### What is expected
From the passage on the Jucá recordings, return everything from "Another two audio" down to "long time now.".

---------- Provided text ----------

When asked what he meant by “bleeding”, Jucá said that he was referring to the economic effects of Operation Carwash. Interestingly, he never mentioned the economic situation in Brazil in this conversation. In fact, the dialogue begins with Machado speaking about the risk that plea bargaining deals would become more frequent, which could implicate even more politicians and their close allies. Machado then asked to set up “a structure” to prevent this from happening, should he be prosecuted. In the context of preventing the Lava Jato’s prosecutors from getting Machado’s confession, Jucá suggested that they needed to “stop the bleeding.”[2]

In the audio, Jucá goes even further in demonstrating the possibility of foul play as he describes the role of the military and various members of the Brazilian Supreme Court. Jucá stated that the military supported the coup: “I’m talking to the generals, the military commanders. They are fine with this, they said they will guarantee it”. Temer’s short-lived Planning Minister also affirmed that the military is “monitoring the Landless Workers Movement”, one of the largest Brazilian popular movements that has been at the forefront of protests against the impeachment process. Jucá also has claimed that he had access to a “small number” of the Supreme Court Justices, and that he discussed the extent of the investigations with them. According to Jucá, the justices told him that the corruption investigation – and the popular and media pressure for it to continue – would not stop as long as Rousseff remained in power.[3]

Another two audio leaks, published by Folha, from Renan Calheiros and José Sarney – both had been speaking with Machado, who recorded the conversations – reveal that the plans to stop the investigations of Operation Carwash were in the works for a long time now.

---------- Data lines ----------

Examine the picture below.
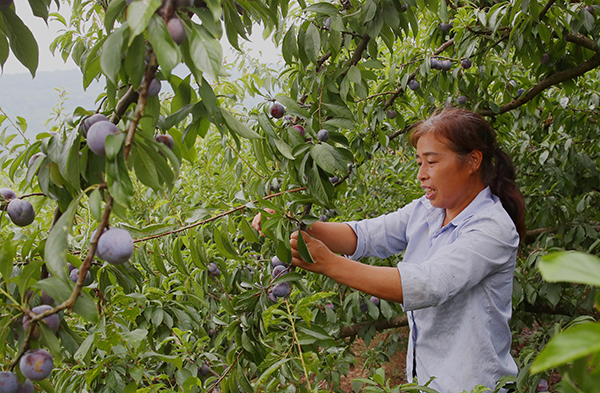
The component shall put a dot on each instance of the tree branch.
(554, 79)
(351, 331)
(544, 10)
(360, 48)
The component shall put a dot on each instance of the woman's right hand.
(257, 218)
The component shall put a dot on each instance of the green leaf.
(111, 55)
(303, 250)
(21, 40)
(134, 60)
(323, 8)
(40, 8)
(158, 259)
(145, 168)
(267, 373)
(61, 290)
(312, 43)
(57, 246)
(167, 52)
(570, 266)
(580, 340)
(115, 7)
(119, 183)
(205, 52)
(238, 127)
(139, 14)
(284, 148)
(328, 158)
(135, 337)
(7, 255)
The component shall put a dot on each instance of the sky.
(44, 34)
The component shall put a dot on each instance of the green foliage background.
(149, 325)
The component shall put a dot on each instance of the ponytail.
(465, 132)
(502, 184)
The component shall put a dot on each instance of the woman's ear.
(475, 158)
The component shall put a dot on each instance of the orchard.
(128, 262)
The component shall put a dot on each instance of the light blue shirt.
(457, 287)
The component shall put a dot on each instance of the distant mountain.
(34, 99)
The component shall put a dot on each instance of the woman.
(460, 245)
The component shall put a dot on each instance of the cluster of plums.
(20, 211)
(278, 111)
(282, 289)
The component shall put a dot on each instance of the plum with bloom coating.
(115, 246)
(96, 136)
(90, 121)
(8, 194)
(323, 135)
(21, 212)
(36, 364)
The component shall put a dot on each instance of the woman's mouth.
(429, 192)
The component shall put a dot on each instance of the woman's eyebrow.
(427, 153)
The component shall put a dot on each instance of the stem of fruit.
(141, 105)
(291, 319)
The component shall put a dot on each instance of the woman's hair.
(464, 132)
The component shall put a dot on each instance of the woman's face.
(449, 183)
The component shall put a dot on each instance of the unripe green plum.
(176, 30)
(33, 158)
(96, 136)
(204, 370)
(5, 4)
(74, 275)
(154, 87)
(115, 246)
(27, 387)
(21, 212)
(165, 139)
(9, 383)
(90, 121)
(275, 261)
(7, 194)
(52, 320)
(300, 129)
(413, 84)
(36, 364)
(279, 270)
(282, 289)
(213, 269)
(323, 135)
(277, 110)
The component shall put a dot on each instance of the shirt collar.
(481, 200)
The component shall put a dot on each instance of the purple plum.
(36, 364)
(21, 212)
(115, 246)
(96, 136)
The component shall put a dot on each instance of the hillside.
(35, 99)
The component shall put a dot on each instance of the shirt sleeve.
(483, 247)
(382, 236)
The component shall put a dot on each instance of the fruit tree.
(150, 194)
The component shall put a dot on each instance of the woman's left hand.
(318, 250)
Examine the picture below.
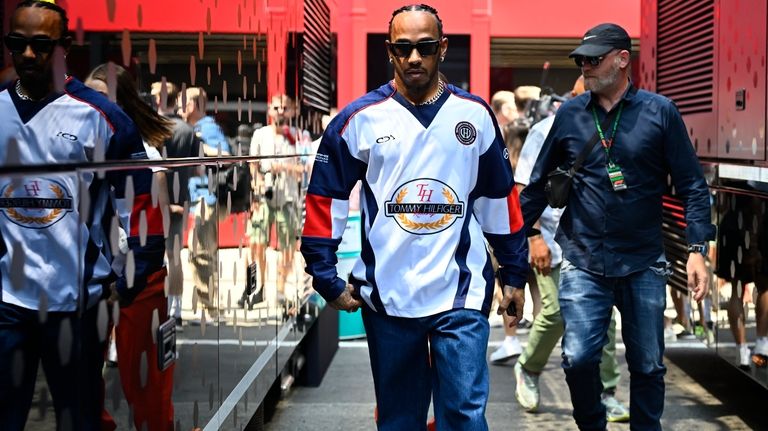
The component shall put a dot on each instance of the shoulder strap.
(591, 144)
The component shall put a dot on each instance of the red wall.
(352, 20)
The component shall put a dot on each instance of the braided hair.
(50, 6)
(418, 8)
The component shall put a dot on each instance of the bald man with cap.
(610, 233)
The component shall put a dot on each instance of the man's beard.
(418, 88)
(598, 85)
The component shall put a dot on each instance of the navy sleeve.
(334, 174)
(148, 255)
(533, 199)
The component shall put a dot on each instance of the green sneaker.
(527, 389)
(614, 409)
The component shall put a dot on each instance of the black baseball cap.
(602, 39)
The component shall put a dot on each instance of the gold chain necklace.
(433, 99)
(21, 95)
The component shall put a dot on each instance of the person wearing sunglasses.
(55, 253)
(436, 184)
(611, 231)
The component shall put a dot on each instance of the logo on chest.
(35, 204)
(466, 133)
(424, 206)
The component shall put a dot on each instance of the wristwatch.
(699, 247)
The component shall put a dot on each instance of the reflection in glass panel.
(742, 278)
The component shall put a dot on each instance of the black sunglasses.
(580, 60)
(404, 49)
(41, 45)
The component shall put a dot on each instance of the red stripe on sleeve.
(154, 216)
(319, 222)
(515, 214)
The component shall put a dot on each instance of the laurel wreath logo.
(444, 220)
(37, 220)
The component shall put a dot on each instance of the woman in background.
(150, 399)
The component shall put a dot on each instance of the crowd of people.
(457, 221)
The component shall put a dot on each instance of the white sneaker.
(526, 389)
(112, 353)
(510, 348)
(760, 353)
(744, 357)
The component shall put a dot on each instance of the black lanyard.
(608, 143)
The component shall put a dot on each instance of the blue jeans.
(72, 355)
(586, 301)
(442, 356)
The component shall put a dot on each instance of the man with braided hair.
(436, 184)
(55, 250)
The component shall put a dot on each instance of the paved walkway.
(703, 394)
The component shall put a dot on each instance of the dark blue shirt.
(615, 233)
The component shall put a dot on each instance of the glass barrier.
(212, 322)
(740, 257)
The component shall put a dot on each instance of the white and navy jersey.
(53, 253)
(436, 182)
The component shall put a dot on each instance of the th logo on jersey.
(35, 204)
(465, 133)
(424, 206)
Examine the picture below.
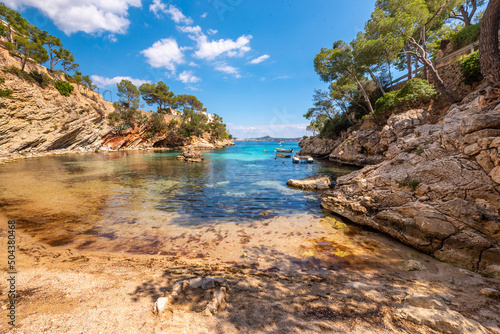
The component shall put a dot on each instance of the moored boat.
(302, 159)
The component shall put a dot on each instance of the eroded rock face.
(37, 120)
(317, 147)
(438, 190)
(313, 182)
(190, 155)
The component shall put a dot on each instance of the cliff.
(36, 120)
(435, 186)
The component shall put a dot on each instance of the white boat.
(302, 159)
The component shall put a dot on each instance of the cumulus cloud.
(210, 50)
(106, 82)
(173, 12)
(228, 70)
(91, 16)
(260, 59)
(188, 77)
(164, 53)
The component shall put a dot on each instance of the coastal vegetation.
(401, 35)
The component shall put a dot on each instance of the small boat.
(302, 159)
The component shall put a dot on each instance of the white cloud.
(211, 50)
(106, 82)
(260, 59)
(91, 16)
(173, 12)
(188, 77)
(228, 70)
(164, 53)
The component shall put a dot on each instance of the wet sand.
(298, 274)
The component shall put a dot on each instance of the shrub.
(414, 93)
(471, 69)
(64, 87)
(466, 36)
(5, 93)
(42, 79)
(157, 123)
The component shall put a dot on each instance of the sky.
(249, 61)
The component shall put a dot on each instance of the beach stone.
(490, 292)
(314, 182)
(208, 283)
(160, 305)
(414, 265)
(195, 283)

----------

### Solution
Another two audio leaks, published by Folha, from Renan Calheiros and José Sarney – both had been speaking with Machado, who recorded the conversations – reveal that the plans to stop the investigations of Operation Carwash were in the works for a long time now.